Transcribe only the part of the listing below that begins at the line containing "shaped like (431,110)." and runs to its final line, keeping both ends.

** Start MATERIALS PROVIDED **

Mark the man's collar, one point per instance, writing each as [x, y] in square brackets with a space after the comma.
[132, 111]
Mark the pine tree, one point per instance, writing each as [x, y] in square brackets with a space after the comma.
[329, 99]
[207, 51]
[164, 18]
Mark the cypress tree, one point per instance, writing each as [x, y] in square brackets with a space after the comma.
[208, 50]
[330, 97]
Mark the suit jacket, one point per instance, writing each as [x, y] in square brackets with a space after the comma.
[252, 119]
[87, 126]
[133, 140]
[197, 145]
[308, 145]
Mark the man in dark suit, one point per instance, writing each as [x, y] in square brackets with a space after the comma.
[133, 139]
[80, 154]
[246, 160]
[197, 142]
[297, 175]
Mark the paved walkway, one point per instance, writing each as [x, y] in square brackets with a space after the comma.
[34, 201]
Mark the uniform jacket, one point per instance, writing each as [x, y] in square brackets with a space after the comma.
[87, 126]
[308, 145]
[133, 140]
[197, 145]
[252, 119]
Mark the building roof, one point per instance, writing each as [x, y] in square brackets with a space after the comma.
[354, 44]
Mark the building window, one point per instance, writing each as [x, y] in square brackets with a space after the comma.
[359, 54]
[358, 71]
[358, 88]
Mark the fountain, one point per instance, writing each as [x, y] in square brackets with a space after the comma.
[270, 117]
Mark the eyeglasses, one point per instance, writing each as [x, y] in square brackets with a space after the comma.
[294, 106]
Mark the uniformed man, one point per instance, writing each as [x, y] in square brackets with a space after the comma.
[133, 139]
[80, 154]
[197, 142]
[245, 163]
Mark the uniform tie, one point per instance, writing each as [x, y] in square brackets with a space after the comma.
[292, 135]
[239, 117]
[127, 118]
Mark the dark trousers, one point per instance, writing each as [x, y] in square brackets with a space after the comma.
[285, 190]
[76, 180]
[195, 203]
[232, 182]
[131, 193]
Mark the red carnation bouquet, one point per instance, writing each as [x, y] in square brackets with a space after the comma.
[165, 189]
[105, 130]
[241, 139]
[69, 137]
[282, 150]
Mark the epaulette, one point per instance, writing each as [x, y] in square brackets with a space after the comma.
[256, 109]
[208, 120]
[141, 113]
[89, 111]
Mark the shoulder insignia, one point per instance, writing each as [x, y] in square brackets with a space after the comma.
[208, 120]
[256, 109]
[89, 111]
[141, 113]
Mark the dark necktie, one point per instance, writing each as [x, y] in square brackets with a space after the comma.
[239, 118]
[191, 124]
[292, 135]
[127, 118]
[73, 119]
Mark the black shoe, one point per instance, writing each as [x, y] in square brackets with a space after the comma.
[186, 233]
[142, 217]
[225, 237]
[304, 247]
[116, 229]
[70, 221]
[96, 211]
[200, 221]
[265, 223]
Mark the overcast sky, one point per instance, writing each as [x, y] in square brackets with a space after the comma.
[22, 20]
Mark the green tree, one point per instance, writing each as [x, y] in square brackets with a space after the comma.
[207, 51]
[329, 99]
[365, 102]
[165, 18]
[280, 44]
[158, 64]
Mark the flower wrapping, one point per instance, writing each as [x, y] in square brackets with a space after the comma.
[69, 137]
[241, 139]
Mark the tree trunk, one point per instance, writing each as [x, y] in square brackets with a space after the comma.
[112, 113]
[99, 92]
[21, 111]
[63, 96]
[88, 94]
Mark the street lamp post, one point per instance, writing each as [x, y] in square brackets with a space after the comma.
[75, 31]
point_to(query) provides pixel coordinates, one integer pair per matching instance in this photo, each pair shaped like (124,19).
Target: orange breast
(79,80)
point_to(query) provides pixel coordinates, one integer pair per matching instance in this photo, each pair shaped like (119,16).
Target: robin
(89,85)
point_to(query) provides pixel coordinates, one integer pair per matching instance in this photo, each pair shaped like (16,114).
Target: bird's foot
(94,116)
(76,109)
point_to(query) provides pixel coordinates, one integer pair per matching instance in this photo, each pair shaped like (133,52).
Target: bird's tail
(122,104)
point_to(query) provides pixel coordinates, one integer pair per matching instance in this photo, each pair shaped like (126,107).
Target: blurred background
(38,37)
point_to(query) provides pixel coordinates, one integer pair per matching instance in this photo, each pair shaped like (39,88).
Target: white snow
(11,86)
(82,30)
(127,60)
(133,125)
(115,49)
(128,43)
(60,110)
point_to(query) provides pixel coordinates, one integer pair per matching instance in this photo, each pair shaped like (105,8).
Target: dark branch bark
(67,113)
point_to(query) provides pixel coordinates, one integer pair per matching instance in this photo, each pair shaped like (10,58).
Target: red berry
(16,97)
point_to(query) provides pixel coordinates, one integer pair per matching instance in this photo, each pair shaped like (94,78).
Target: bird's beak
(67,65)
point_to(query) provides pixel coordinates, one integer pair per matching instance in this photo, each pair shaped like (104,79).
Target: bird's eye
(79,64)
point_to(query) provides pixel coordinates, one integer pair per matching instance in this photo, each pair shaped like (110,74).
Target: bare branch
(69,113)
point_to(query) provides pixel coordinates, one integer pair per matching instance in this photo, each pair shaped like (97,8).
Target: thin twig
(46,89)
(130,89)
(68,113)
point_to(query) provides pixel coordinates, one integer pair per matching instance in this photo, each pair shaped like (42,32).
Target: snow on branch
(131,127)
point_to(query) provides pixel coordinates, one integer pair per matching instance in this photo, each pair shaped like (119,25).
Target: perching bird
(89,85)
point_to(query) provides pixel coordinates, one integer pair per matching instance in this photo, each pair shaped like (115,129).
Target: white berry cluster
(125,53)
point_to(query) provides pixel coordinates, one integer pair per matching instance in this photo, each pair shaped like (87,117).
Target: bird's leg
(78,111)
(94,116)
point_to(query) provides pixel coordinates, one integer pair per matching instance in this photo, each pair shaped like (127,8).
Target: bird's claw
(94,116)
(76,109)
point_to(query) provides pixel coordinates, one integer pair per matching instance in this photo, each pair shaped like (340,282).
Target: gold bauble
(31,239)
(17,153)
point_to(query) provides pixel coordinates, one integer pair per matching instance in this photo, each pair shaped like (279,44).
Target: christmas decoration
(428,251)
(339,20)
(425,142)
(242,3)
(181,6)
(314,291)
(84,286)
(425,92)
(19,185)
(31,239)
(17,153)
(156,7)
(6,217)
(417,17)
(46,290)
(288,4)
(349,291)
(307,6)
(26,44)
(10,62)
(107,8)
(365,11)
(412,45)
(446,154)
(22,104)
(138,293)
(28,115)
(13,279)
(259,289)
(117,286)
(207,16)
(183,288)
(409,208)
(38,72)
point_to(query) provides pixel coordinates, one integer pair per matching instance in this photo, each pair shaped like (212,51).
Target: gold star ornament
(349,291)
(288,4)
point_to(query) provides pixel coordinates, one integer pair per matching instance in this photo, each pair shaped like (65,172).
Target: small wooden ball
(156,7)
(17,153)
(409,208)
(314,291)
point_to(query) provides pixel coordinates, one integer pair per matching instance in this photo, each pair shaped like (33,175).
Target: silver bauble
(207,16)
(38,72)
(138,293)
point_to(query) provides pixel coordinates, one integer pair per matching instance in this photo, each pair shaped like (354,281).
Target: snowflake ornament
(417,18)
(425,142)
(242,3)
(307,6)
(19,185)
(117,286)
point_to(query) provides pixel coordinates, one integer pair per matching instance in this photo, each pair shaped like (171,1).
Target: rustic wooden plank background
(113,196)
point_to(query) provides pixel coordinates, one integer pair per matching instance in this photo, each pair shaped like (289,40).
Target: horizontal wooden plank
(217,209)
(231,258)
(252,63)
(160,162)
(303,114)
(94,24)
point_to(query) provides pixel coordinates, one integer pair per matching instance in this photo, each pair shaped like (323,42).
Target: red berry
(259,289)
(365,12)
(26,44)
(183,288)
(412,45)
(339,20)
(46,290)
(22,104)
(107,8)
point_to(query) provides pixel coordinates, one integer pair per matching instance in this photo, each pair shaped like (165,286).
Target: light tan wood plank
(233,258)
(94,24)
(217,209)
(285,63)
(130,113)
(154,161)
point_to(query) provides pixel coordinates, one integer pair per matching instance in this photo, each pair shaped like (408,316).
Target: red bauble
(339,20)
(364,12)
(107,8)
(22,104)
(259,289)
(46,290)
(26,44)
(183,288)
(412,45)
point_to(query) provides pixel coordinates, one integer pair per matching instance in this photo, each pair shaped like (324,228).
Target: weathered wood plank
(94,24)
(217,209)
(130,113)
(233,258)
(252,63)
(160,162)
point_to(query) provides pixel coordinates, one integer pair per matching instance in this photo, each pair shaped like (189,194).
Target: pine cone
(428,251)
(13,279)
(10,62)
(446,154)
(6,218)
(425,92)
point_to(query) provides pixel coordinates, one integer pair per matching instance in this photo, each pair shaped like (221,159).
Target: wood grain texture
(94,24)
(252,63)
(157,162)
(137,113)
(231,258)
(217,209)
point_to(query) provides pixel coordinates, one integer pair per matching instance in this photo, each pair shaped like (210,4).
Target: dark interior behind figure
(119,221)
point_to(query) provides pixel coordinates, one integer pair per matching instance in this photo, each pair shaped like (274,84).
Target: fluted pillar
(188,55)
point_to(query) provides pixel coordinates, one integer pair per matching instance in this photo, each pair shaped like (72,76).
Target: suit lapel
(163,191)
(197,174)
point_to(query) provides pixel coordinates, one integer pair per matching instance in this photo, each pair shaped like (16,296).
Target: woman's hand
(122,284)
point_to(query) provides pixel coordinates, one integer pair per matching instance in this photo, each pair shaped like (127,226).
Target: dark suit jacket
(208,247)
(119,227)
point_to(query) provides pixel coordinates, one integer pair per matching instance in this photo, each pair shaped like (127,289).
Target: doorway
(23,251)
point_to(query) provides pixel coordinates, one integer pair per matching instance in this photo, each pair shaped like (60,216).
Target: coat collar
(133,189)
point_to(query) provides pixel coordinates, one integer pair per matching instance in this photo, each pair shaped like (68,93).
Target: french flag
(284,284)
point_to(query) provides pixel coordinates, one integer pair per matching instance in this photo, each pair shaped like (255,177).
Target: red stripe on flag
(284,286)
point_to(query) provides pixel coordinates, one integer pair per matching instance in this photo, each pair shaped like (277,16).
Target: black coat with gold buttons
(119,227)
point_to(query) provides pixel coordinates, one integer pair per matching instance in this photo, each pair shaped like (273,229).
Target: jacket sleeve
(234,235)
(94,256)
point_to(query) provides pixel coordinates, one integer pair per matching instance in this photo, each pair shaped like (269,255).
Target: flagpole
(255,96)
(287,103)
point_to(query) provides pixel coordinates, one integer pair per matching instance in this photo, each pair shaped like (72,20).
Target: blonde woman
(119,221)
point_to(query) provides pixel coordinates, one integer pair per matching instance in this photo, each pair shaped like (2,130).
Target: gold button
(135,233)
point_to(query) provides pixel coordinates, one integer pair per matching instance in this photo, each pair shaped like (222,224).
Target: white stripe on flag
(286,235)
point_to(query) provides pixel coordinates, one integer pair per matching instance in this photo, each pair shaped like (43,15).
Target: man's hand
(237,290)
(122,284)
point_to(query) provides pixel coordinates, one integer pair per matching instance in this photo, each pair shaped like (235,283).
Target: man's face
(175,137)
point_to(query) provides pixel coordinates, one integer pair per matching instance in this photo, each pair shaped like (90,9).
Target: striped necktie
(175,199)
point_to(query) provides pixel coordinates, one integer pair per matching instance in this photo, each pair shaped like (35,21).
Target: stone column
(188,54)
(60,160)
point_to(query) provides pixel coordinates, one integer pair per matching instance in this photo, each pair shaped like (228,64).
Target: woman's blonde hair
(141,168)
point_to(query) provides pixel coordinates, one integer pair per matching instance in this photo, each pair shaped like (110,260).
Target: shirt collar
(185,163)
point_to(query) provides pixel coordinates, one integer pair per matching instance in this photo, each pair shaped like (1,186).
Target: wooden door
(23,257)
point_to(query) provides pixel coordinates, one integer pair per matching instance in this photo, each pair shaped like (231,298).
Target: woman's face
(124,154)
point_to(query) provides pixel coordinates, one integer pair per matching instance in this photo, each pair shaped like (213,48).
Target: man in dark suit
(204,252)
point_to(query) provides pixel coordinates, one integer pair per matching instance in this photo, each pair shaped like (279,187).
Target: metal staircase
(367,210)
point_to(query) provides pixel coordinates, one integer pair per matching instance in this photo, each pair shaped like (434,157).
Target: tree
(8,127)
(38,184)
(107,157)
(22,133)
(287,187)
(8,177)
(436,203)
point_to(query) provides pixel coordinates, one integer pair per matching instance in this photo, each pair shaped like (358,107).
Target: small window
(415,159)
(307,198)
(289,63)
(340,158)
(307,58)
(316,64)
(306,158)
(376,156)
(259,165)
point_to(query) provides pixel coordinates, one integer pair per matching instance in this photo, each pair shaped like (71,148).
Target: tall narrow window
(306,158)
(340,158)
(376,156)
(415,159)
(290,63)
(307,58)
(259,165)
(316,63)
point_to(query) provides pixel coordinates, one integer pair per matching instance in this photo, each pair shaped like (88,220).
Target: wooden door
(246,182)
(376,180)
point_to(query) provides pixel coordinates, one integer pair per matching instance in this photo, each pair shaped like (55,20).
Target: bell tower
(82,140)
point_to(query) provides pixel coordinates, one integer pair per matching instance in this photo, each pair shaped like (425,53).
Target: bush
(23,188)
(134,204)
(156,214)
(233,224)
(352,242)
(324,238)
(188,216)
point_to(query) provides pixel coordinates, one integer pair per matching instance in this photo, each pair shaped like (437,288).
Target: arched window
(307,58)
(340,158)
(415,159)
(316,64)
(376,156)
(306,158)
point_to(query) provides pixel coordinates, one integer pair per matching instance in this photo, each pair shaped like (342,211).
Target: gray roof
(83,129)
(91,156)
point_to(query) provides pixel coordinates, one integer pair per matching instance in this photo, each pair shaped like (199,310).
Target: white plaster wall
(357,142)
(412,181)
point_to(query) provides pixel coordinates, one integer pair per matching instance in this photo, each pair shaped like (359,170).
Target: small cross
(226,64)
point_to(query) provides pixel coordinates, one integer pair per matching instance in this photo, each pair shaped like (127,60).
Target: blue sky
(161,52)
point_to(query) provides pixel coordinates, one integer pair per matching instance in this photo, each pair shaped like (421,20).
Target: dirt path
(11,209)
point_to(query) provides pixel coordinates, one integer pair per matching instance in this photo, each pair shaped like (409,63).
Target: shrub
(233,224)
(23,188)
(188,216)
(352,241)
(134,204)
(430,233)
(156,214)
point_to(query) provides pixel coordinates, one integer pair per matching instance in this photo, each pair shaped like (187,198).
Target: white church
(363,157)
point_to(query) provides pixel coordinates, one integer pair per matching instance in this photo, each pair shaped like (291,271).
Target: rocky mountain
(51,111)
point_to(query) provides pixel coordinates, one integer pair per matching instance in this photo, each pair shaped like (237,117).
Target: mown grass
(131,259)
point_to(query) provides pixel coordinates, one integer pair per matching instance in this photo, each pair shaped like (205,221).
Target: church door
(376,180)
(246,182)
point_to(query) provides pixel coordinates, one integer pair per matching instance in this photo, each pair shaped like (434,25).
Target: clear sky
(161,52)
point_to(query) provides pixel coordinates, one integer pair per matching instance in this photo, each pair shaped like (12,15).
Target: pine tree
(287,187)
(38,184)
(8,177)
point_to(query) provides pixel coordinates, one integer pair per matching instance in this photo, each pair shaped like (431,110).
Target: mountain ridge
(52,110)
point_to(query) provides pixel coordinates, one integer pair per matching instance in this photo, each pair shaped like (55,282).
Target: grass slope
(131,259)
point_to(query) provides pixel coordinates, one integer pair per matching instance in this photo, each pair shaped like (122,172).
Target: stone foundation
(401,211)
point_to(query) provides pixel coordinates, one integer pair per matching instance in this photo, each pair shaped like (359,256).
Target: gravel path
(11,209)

** End MATERIALS PROVIDED **

### FINAL ANSWER
point_to(query) provides pixel coordinates, one integer pair per matching instance in this photo, each pair shaped like (431,110).
Target: mountain ridge
(52,110)
point_to(query) provides pixel coordinates, one integer pair per matching instance in this photo, each pair shaped like (55,282).
Target: grass slope
(131,259)
point_to(query) provides pixel coordinates, one integer pair per matching instance in this photo, each pair shaped like (122,172).
Target: stone foundation
(401,211)
point_to(query) provides pixel coordinates, one integer pair per matching instance in this photo, each pair shaped like (359,256).
Target: gravel path
(11,209)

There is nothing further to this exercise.